Please repeat the records below exactly, but only from the line that contains "Query: arched niche" onward, ending with the last line.

Extracted entries START

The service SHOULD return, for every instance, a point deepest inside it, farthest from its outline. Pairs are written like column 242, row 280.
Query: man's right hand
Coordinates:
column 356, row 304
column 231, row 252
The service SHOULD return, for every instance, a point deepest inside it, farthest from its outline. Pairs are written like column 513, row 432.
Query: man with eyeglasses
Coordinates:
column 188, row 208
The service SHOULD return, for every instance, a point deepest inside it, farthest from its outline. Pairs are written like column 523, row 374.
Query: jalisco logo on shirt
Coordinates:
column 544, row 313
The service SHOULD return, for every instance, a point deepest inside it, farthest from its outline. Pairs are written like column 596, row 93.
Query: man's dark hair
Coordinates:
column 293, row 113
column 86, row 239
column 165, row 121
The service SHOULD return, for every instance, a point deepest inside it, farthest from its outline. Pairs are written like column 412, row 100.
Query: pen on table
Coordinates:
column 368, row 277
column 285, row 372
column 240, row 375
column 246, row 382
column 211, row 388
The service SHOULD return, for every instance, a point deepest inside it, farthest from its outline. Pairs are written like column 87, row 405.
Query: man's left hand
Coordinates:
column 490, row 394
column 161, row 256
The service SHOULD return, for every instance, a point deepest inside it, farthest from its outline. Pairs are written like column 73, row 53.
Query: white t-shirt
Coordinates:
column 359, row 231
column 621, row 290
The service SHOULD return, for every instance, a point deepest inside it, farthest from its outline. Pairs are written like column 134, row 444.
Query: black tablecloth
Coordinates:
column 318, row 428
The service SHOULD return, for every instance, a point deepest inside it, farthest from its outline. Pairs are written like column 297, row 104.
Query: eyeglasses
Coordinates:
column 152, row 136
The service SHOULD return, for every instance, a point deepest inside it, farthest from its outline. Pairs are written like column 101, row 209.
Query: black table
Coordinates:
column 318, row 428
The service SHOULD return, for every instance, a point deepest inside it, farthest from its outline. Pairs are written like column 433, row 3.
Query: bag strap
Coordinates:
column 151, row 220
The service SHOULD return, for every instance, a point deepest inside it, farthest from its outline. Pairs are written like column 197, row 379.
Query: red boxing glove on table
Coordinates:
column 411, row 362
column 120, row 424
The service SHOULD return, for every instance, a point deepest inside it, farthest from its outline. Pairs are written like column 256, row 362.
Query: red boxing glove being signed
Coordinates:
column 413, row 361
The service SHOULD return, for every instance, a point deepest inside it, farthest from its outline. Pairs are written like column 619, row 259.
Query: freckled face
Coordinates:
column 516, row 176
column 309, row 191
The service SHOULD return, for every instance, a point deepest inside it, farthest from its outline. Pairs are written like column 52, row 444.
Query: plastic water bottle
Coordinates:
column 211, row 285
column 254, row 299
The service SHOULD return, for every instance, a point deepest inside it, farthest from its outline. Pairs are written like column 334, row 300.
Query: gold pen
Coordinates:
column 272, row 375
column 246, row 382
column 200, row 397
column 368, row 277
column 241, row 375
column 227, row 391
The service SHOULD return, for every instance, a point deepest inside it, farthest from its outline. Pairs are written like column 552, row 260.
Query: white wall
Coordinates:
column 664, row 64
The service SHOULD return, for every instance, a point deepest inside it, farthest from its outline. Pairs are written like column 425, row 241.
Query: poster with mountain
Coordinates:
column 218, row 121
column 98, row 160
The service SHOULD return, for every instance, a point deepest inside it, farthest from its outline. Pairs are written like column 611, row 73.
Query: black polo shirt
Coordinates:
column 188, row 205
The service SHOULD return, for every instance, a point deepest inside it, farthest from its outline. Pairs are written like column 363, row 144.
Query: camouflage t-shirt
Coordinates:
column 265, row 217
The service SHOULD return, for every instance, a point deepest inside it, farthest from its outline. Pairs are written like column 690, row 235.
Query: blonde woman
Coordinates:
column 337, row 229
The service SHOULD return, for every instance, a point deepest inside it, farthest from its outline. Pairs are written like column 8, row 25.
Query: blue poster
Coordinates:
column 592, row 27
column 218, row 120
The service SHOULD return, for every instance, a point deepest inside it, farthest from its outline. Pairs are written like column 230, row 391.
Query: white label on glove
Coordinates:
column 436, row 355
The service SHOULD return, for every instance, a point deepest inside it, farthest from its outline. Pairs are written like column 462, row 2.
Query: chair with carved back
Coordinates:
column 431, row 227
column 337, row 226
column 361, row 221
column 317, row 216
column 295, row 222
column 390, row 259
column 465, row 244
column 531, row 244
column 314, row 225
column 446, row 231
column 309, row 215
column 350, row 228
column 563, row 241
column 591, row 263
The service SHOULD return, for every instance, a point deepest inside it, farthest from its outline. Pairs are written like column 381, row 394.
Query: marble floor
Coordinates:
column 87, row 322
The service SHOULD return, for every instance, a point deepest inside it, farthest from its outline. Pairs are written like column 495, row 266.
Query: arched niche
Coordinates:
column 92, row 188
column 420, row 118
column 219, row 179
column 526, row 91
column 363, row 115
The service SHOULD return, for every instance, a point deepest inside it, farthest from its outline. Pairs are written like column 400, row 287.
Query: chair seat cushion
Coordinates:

Extracted entries END

**Result:**
Query: arched niche
Coordinates:
column 92, row 188
column 420, row 118
column 219, row 179
column 526, row 91
column 363, row 115
The service SHOULD return, for every instance, a point deepest inside it, farthest from its outline. Pairs are written like column 400, row 287.
Query: chair seat cushion
Coordinates:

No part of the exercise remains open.